- **BRIEF**:
How many lines in the listing below contain the string "fallen" with the same capitalization? Give only the number.

- **INFORMATION PROVIDED**:
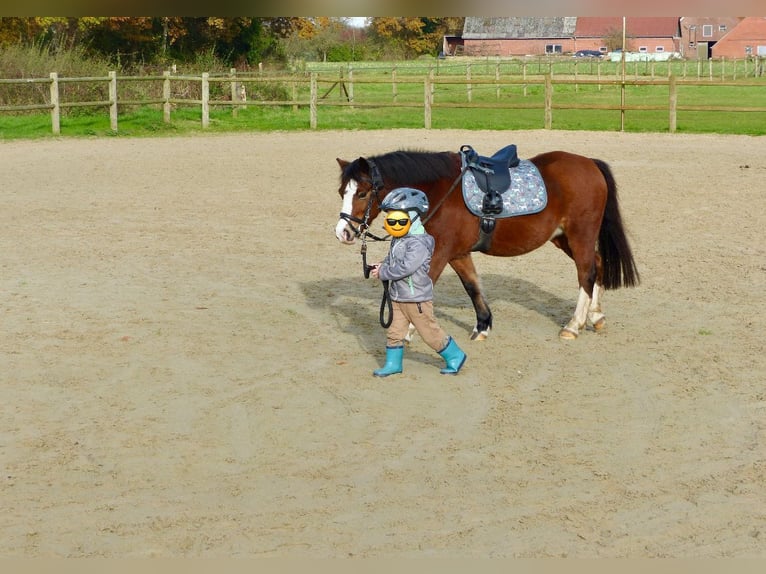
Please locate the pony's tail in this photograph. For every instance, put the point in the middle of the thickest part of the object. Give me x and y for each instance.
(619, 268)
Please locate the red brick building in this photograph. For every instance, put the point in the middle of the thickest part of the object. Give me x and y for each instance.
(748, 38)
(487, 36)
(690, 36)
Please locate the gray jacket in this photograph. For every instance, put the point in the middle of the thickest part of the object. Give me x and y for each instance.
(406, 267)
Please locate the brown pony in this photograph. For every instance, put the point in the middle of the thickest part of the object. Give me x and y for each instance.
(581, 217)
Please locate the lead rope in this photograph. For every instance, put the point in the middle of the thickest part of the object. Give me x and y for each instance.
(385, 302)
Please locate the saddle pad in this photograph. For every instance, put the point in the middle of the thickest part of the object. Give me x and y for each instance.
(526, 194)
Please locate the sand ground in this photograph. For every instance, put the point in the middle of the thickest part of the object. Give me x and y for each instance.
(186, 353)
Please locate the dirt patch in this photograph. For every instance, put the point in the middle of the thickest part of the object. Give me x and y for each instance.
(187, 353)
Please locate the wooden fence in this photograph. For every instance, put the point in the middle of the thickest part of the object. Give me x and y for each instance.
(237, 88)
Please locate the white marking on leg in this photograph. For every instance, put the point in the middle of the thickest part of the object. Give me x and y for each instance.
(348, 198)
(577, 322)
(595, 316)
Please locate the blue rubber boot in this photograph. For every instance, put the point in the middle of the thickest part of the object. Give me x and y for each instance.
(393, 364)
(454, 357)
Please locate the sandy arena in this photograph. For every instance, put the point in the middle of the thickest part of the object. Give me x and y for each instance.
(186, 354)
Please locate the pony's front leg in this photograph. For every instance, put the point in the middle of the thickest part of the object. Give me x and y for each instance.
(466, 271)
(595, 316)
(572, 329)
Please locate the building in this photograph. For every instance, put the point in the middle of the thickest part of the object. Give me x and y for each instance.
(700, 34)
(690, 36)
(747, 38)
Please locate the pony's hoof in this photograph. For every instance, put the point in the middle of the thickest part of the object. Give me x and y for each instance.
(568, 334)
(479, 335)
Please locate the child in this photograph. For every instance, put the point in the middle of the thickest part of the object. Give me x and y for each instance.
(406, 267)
* * *
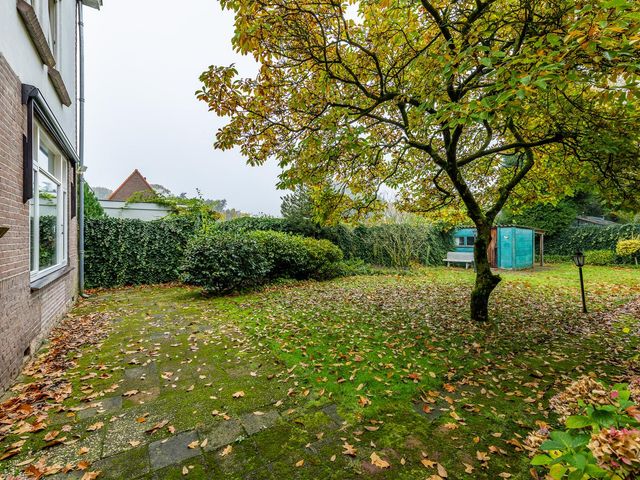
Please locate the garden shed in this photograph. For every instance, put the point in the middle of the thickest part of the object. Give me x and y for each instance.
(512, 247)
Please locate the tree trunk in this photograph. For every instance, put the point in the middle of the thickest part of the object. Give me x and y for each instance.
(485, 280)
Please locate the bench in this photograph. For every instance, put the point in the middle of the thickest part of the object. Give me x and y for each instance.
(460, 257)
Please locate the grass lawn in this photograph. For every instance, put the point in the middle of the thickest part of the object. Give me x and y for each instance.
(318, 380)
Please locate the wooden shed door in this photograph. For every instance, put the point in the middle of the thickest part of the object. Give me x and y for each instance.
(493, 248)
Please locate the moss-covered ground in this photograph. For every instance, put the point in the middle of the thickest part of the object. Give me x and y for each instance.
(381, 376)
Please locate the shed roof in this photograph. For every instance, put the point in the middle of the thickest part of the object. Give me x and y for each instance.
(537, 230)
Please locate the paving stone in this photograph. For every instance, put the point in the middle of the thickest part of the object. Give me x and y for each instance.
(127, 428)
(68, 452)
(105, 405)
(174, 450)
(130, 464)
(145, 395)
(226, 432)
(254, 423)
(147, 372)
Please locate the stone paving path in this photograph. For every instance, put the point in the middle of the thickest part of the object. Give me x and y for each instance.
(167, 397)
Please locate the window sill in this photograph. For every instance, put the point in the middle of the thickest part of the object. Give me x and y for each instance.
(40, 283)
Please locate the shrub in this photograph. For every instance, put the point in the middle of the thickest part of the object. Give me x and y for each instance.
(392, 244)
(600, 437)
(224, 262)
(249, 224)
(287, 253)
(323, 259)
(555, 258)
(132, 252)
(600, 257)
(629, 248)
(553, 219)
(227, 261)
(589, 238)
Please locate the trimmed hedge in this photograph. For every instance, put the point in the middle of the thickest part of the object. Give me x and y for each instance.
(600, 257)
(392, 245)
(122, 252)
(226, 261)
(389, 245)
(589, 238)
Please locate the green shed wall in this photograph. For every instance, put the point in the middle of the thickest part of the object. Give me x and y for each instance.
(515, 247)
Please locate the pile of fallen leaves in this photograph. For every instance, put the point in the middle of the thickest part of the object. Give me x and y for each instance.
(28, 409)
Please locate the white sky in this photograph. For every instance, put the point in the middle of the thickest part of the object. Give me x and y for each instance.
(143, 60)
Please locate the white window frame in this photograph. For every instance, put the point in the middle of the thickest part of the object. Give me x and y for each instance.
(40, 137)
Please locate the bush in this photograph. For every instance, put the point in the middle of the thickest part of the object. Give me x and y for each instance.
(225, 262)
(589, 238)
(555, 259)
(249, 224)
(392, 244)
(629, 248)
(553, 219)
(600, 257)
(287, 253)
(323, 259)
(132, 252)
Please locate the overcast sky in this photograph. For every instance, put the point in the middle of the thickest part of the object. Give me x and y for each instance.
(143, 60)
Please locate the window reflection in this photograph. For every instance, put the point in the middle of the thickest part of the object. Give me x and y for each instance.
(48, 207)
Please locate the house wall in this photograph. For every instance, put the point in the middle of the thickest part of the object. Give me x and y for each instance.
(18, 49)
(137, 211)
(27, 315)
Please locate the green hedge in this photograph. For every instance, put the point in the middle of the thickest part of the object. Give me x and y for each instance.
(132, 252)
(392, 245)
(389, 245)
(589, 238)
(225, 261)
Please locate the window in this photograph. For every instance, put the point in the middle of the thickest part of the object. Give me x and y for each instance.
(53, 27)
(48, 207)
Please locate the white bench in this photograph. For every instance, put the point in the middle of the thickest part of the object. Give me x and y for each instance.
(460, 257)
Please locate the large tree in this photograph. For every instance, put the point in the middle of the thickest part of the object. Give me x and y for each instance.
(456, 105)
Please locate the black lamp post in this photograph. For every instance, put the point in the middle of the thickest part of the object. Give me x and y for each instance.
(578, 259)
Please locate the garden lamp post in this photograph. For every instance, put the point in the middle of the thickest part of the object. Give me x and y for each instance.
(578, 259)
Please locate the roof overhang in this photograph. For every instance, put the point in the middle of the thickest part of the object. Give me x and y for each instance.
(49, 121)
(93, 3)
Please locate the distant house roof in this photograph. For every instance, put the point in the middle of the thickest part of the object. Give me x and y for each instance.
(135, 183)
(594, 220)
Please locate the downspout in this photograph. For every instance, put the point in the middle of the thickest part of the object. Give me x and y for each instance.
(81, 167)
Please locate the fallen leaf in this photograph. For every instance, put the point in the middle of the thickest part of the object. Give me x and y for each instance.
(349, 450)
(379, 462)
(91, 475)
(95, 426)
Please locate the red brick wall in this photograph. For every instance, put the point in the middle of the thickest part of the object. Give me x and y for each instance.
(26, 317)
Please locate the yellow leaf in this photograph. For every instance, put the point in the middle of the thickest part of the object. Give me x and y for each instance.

- **RESULT**:
2